Collect every line of the records that contains the string "each" and list those lines.

Dataset excerpts on object pointing
--------------------------------------------------

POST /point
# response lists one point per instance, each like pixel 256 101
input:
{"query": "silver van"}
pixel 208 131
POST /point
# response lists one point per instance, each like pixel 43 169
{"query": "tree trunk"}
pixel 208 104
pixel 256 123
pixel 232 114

--------------------------------------------------

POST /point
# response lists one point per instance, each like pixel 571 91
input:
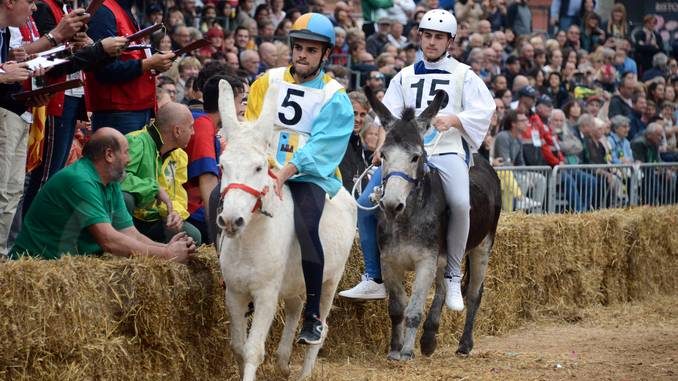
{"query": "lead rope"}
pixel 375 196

--------------------------------------------------

◆ IN RESPONSE:
# response lists one point per instance, each like pixel 256 101
# response lists one point per instance, each like pixel 43 169
# response lists one point per instance, each like pixel 571 91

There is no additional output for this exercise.